### Testo estratto

┄┄┄┄┄┄┄┄┄┄┄┄┄┄┄┄┄┄┄┄

Però proviamo lo stesso a dire qualcosa, sfruttando la nostra preparazione sociologica.
In primo luogo, l’Iran, sta vivendo (e pagando) il "complesso dell’accerchiamento". Ormai gli statunitensi, fedeli alleati di Israele, sono ovunque, in Turchia, Iraq, Afghanistan... E, di regola, “’l’accerchiato”, ossia il suo establishment, risponde radicalizzando le sue posizioni. E soprattutto concentrando e verticalizzando il potere che già possiede. Ci si ricompatta per fronteggiare il nemico esterno. E l’unico limite è costituito dai livelli di coesione, iniziali e successivi, dell’establishment stesso.
In secondo luogo, a pagare le conseguenze del processo di risposta "all’accerchiamento" sono sempre le opposizioni interne, in questo caso i cosiddetti riformisti iraniani. Forze, che crediamo siano condannate a cedere il passo sotto i colpi della repressione, a meno che il potere dominante non si sgretoli dall’interno.
In terzo luogo, i meccanismi istituzionali dell’Iran contemporaneo, pur fondandosi su istituzioni liberamente elette o quasi, non sono quelli di una democrazia liberale occidentale: al massimo si può parlare di una repubblica teocratica. Il che rende più facile l’opera dei repressori, che possono contare su un rigido codice religioso del comportamento politico e su corpi specializzati di repressori ideologici. Crediamo però, che nonostante l’enfatizzazione dei media occidentali sugli studenti, eccetera, i cosiddetti riformisti, non puntino a una democrazia di tipo occidentale, ma a un maggiore pragmatismo, semplificando, alla “cinese”.
In quarto luogo - ma questa è un' osservazione politica non sociologica - la crisi potrebbe ancora rientrare, salvaguardando per il momento l’indipendenza iraniana, se riformisti ed establishment trovassero un accordo "passando sulla testa" di Ahmadinejad, azzerando il suo progetto di nuclearizzazione, inviso all’Occidente, a Israele nonchè, pare, ai riformisti iraniani.

┄┄┄┄┄┄┄┄┄┄┄┄┄┄┄┄┄┄┄┄

[Record di annotazione della posizione]

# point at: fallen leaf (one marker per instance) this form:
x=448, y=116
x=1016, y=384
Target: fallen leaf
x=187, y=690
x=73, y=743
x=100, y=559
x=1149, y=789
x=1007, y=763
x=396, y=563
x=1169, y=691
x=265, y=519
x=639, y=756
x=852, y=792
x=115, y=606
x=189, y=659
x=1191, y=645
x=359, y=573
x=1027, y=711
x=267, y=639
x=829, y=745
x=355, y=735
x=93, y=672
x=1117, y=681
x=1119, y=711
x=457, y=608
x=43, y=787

┄┄┄┄┄┄┄┄┄┄┄┄┄┄┄┄┄┄┄┄

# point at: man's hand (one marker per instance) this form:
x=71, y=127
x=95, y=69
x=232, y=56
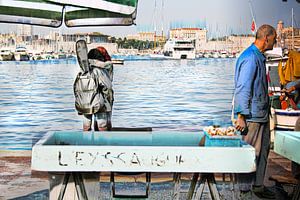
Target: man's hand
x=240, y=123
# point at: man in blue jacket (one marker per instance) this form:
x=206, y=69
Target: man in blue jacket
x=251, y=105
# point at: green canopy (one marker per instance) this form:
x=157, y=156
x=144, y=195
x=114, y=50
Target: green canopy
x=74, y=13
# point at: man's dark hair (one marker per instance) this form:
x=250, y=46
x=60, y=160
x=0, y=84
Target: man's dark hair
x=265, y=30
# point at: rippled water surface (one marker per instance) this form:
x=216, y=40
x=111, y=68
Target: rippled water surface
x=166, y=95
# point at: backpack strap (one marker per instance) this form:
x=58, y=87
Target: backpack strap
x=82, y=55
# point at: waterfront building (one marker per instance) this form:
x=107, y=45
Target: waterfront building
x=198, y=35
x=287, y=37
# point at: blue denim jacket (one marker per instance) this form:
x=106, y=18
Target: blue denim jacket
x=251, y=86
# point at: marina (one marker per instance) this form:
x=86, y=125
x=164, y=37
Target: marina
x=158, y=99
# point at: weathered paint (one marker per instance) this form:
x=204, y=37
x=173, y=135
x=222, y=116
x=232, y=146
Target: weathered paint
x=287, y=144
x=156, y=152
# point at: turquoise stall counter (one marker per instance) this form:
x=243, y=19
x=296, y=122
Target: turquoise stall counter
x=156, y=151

┄┄┄┄┄┄┄┄┄┄┄┄┄┄┄┄┄┄┄┄

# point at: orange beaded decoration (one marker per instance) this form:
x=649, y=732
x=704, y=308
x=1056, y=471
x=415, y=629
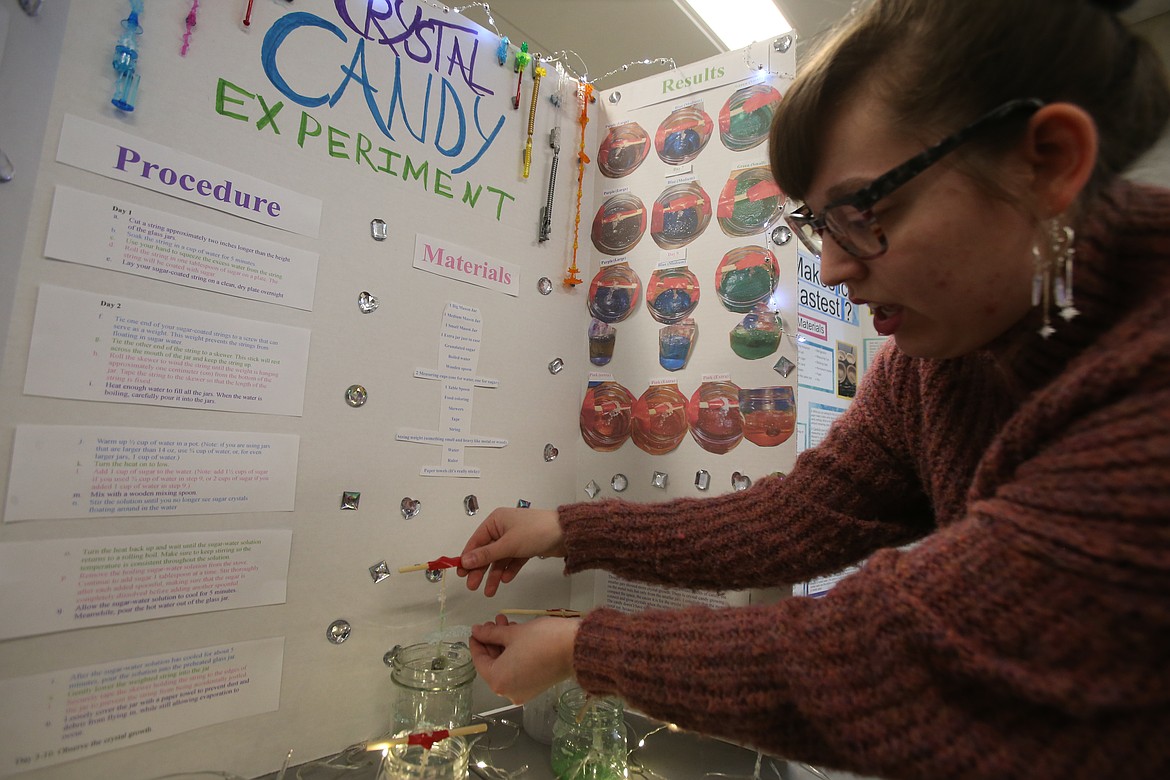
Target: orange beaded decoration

┄┄┄┄┄┄┄┄┄┄┄┄┄┄┄┄┄┄┄┄

### Esercizio assegnato A
Trascriva dal testo sull'Iran il passo che va da "In quarto luogo" fino a "ai riformisti iraniani." compreso.
### Esercizio assegnato B
Prosegua il testo sull'Iran a partire dal punto in cui si interrompe.
Per lo svolgimento del lavoro non occorre consultare i record.

### Risultato finale A
In quarto luogo - ma questa è un' osservazione politica non sociologica - la crisi potrebbe ancora rientrare, salvaguardando per il momento l’indipendenza iraniana, se riformisti ed establishment trovassero un accordo "passando sulla testa" di Ahmadinejad, azzerando il suo progetto di nuclearizzazione, inviso all’Occidente, a Israele nonchè, pare, ai riformisti iraniani.

### Risultato finale B
Tuttavia la radicalizzazione, profondamente legata al senso di “accerchiamento”, che spiega se non giustifica la scelta nucleare iraniana, sta andando nella direzione dello scontro frontale fra riformisti e radicali. Scontro, crediamo, destinato a caratterizzare politicamente il 2010. E che alla luce, della guerra in atto - perché di questo di si tratta - tra Occidente e l’intero mondo di fede islamica, potrebbe tradursi nell’esca per un’aggressione all’Iran, da parte di quelli che la propaganda fondamentalista definisce i “Crociati dell’Occidente”: Stati Uniti ed alleati.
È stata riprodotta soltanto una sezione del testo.